Assigned task »
Copy out every line in the entries below that includes "woman".

[Records from a data collection]
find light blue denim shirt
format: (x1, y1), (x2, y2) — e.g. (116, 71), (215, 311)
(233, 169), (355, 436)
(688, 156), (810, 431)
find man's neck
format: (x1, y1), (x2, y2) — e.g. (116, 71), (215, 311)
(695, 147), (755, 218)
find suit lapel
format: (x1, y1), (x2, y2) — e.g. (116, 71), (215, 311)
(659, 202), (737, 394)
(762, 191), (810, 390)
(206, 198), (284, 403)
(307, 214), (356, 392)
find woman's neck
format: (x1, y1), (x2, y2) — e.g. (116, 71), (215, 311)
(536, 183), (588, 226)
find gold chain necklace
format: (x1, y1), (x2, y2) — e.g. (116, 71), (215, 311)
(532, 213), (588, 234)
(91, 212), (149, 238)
---
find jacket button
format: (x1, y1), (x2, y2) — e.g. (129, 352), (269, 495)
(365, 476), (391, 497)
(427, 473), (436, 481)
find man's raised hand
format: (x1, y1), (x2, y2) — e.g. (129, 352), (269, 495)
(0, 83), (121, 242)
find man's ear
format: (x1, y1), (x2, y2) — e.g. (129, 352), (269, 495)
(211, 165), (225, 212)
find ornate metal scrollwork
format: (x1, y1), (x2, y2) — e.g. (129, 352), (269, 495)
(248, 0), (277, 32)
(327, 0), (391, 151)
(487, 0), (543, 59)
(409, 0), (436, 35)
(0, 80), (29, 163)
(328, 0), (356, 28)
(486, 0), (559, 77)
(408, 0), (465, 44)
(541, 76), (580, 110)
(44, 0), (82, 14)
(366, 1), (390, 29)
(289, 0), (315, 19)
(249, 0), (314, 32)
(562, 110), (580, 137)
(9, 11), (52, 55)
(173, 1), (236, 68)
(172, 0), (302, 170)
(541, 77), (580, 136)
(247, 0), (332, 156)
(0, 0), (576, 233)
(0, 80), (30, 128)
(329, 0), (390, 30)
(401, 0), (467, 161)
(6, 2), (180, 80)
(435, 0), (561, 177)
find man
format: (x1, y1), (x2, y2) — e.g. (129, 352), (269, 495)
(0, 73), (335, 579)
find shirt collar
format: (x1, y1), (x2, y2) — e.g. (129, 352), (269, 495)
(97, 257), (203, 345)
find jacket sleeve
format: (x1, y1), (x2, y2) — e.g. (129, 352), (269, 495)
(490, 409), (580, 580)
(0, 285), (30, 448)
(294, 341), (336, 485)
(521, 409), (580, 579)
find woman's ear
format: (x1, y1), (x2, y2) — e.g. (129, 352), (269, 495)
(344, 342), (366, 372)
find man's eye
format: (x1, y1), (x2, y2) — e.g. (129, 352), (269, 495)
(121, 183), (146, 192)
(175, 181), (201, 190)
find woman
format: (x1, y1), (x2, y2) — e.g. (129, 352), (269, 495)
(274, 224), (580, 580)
---
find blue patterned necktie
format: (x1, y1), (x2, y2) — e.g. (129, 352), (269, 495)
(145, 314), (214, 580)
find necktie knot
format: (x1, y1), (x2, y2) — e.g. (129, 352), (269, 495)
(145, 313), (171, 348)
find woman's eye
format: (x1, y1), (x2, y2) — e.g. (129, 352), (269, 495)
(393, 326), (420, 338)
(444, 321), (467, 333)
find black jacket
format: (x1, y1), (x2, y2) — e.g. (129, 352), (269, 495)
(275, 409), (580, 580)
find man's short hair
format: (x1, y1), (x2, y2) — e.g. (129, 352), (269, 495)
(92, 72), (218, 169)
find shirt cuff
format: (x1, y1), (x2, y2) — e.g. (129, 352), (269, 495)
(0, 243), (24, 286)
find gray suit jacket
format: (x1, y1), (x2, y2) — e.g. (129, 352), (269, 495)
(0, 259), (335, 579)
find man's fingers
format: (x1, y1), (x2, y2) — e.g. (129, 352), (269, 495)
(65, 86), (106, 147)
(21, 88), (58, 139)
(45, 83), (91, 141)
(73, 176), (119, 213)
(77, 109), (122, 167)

Reply »
find woman's neck
find woman's ear
find woman
find woman's eye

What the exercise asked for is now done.